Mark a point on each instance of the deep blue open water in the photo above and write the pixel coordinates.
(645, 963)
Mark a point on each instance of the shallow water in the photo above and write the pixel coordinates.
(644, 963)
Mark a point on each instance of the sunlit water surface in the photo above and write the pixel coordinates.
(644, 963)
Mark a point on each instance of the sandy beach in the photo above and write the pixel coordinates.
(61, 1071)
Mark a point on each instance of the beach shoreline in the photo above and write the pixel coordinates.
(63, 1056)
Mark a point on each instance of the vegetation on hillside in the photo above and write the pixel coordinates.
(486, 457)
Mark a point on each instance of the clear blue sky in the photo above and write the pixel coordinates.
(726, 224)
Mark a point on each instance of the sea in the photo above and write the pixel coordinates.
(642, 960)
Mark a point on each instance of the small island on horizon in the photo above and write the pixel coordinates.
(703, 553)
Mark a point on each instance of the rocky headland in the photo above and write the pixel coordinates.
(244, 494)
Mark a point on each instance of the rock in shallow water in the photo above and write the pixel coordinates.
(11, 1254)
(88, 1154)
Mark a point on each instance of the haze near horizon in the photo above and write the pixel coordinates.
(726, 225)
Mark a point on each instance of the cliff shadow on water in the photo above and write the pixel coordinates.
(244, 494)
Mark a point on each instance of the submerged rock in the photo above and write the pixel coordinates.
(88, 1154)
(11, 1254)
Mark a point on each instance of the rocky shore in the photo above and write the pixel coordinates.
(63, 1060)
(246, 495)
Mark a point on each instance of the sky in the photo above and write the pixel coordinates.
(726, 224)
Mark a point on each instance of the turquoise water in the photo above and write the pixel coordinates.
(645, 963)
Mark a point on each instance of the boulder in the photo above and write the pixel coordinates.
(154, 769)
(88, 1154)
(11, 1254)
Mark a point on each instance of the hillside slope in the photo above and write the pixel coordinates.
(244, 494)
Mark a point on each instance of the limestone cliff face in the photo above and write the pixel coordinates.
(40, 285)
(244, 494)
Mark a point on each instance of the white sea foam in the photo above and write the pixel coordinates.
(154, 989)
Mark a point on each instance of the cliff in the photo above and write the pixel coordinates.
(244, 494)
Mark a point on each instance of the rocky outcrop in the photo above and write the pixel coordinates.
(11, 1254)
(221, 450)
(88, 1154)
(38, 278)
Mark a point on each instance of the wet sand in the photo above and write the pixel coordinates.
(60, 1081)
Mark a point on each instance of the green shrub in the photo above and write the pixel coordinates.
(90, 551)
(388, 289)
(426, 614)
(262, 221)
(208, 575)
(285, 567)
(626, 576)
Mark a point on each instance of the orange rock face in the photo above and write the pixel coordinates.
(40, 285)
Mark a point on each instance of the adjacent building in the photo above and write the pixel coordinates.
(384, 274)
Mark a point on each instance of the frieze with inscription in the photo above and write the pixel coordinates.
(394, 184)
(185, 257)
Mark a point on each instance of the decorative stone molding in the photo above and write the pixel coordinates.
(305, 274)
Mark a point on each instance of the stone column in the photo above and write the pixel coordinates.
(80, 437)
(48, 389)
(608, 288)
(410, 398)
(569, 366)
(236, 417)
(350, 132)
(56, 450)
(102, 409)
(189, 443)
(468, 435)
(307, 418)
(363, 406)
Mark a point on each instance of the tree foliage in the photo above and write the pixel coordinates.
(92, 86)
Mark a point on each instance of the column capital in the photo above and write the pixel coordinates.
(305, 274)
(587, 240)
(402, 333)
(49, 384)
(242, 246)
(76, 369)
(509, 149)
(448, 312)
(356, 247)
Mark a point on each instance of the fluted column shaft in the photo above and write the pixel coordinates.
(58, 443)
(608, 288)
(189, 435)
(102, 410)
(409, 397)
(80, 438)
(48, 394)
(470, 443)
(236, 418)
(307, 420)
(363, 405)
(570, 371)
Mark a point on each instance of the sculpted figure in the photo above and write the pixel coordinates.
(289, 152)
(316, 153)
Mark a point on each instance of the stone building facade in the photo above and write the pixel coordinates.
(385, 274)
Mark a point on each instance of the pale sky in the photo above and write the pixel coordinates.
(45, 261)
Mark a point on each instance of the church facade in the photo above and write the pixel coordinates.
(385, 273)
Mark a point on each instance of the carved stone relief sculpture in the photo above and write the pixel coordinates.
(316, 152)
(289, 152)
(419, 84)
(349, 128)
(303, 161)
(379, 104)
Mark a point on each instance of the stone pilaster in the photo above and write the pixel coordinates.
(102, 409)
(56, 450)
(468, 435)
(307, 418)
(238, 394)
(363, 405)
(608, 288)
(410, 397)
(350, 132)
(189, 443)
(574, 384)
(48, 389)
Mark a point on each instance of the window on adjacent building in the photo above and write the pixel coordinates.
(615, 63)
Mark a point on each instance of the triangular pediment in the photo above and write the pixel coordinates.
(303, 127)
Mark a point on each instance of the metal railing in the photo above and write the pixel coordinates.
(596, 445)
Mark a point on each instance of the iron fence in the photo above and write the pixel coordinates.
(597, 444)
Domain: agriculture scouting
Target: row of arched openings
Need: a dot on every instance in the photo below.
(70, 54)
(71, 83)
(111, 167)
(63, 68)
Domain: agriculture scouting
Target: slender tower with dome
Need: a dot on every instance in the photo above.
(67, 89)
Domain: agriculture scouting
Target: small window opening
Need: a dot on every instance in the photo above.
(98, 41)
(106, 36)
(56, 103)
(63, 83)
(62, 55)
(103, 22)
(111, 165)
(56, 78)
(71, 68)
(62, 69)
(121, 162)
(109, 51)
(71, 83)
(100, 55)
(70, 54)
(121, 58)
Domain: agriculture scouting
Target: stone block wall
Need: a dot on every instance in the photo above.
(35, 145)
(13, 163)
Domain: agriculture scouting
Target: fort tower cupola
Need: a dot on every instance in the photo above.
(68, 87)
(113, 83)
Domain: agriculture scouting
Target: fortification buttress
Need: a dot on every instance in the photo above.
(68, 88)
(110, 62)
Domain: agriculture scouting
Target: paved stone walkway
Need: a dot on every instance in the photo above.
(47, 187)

# # # # #

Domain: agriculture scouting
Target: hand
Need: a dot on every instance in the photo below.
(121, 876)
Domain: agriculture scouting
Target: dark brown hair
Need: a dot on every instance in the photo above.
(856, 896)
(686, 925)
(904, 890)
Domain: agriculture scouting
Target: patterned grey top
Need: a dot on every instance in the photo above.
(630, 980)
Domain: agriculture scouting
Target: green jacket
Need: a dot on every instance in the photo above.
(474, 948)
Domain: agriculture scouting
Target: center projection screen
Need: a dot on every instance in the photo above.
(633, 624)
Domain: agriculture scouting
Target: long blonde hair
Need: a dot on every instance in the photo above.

# # # # #

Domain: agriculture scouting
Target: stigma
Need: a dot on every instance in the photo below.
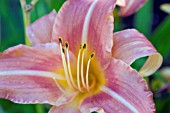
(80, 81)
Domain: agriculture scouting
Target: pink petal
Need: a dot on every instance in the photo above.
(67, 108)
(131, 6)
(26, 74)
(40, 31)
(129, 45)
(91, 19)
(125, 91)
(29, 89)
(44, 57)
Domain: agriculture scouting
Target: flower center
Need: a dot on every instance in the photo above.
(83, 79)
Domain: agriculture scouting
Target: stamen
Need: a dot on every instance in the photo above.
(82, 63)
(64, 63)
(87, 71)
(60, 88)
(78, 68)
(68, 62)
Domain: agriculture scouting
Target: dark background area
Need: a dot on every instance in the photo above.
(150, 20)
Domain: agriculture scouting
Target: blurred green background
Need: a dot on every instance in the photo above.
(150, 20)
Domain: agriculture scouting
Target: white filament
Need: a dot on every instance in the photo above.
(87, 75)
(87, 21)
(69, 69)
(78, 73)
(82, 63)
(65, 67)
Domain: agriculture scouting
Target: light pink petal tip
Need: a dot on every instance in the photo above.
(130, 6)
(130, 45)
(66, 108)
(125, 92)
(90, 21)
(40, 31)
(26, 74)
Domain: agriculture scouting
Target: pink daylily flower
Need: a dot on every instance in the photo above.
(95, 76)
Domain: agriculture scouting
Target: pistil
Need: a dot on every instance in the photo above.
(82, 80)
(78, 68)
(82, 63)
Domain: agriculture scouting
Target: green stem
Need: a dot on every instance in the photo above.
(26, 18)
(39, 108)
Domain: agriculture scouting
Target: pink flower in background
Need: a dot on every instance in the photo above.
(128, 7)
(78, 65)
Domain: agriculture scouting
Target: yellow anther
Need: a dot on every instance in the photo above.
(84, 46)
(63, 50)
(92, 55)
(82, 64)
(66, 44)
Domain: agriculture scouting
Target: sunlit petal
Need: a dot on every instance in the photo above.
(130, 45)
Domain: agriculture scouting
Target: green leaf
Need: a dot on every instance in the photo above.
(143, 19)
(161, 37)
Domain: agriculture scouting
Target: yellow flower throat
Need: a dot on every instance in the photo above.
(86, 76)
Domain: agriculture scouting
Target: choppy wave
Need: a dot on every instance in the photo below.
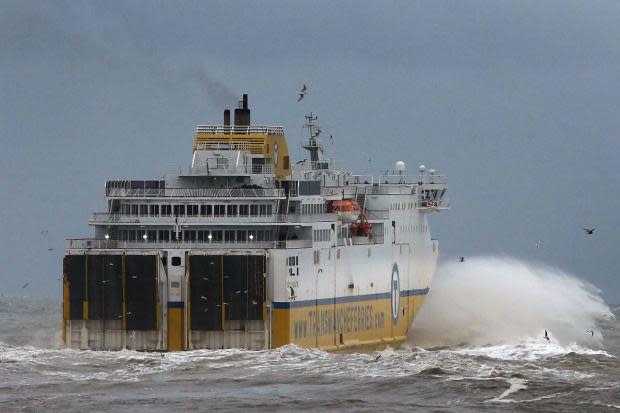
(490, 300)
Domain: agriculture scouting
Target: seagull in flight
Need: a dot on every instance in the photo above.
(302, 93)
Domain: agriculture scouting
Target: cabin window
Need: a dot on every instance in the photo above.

# # # # #

Exercise task =>
Count the lines in the items above that contain the string "center", with case taken into account, and reply with the number alone.

Task output =>
2